What to work on ->
1 – Decide whether each statement agrees with the news release on Syracuse park workouts, answering yes or no and quoting the words of the release that settle it: (a) The program runs for 12 weeks. (b) Each class lasts one hour. (c) The grant for the program came from the City of Syracuse.
2 – Answer these questions from the news release on Syracuse park workouts:
(a) In which parks is the program held?
(b) On which days and at what time does the Thornden class meet?
(c) Who teaches the workouts?
3 – Please write what comes next in the news release on Syracuse park workouts, picking up after its final sentence.

Reading text ->
____
Upstate News

July 27, 2009
Darryl Geddes 315 464-4828

Upstate joins with city and OCC to offer free workouts for Syracuse residents in local parks

SYRACUSE, N.Y.— Syracuse residents will be invited to get fit for free by enrolling in a unique workout program to be held outdoors in city parks.

Upstate Medical University, Onondaga Community College and the City of Syracuse, with a $10,000 grant from the Community Foundation, have developed a program of exercise and nutritional advice to slim down and shape up participants and get them on track to healthier living.

The Syracuse City Parks FIT! is a 12-week program that begins this month at Burnet, Kirk and Thornden parks. More than 50 participants will be recruited from neighborhoods within walking distance of the parks. Two 45-minute classes will be held each week. Class times are as follows:

? Thornden FIT, Tuesdays and Thursdays, 6 a.m. First class began July 14
? Kirk FIT, Mondays and Wednesdays, 6 p.m. First class began July 20
? Burnet FIT, Tuesdays and Thursdays, 6 p.m. First class began July 21

Workouts will include strength, toning, agility and flexibility exercises taught by physical therapy and physical therapy assistant students from Upstate and OCC.
____
Data listing ->

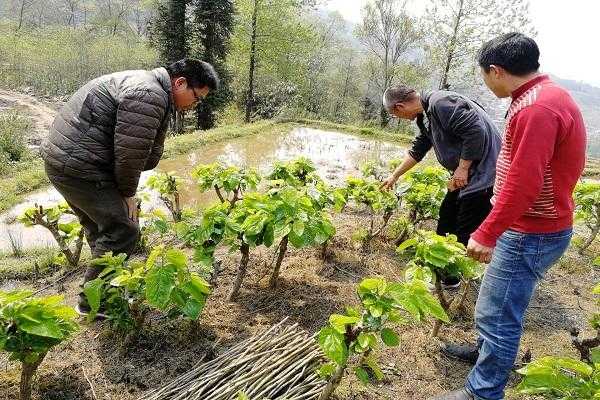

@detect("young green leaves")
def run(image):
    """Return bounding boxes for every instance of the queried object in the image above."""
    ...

[192,163,260,206]
[84,246,211,330]
[19,203,83,267]
[400,167,449,225]
[0,291,78,363]
[317,278,448,383]
[573,182,600,254]
[0,291,78,400]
____
Task-by-task outputs ->
1 –
(a) Yes: "The Syracuse City Parks FIT! is a 12-week program"
(b) No: "Two 45-minute classes will be held each week."
(c) No: "with a $10,000 grant from the Community Foundation"

2 –
(a) Burnet, Kirk and Thornden parks.
(b) Tuesdays and Thursdays at 6 a.m.
(c) Physical therapy and physical therapy assistant students from Upstate and OCC.

3 –
“There is great interest in developing these types of programs in cities and municipalities across the country as a way to provide community fitness programming with the aim at improving the health of our communities,” said Chris Abbott of Syracuse’s Department of Parks, Recreation and Youth Programs.

While class participants burn calories and slim down, they’ll be helping Upstate researchers gain a better understanding of how beneficial these programs can be.

Physical therapist Dale Avers, DPT, who directs Upstate’s Transitional Doctor of Physical Therapy program, will survey participants on their fitness gains and lifestyle changes.

“We’ll take various measures from the participants, such as weight and body circumference, and ask them to keep track of their daily activities and diet. This data collection will be important as we continue to understand the benefits of this type of community fitness programming,” Avers said. “I’m certain our participants will be able to feel and see the difference exercising has on their lives.

Avers said the medical community already knows that exercise is the one most effective interventions for addressing symptoms of chronic disease.

The FIT program is modeled after an twice-a-week exercise program Ayers has been leading in Thornden Park since June 2008. “The participants have all made great strides in their fitness and especially their flexibility as a result of this program,” she said.

Avers says participants especially enjoy the ability to exercise outdoors. “Working out in such lovely settings makes the routines that much more delightful,” she said.
Avers hopes additional funding will be forthcoming to expand the program to other city parks.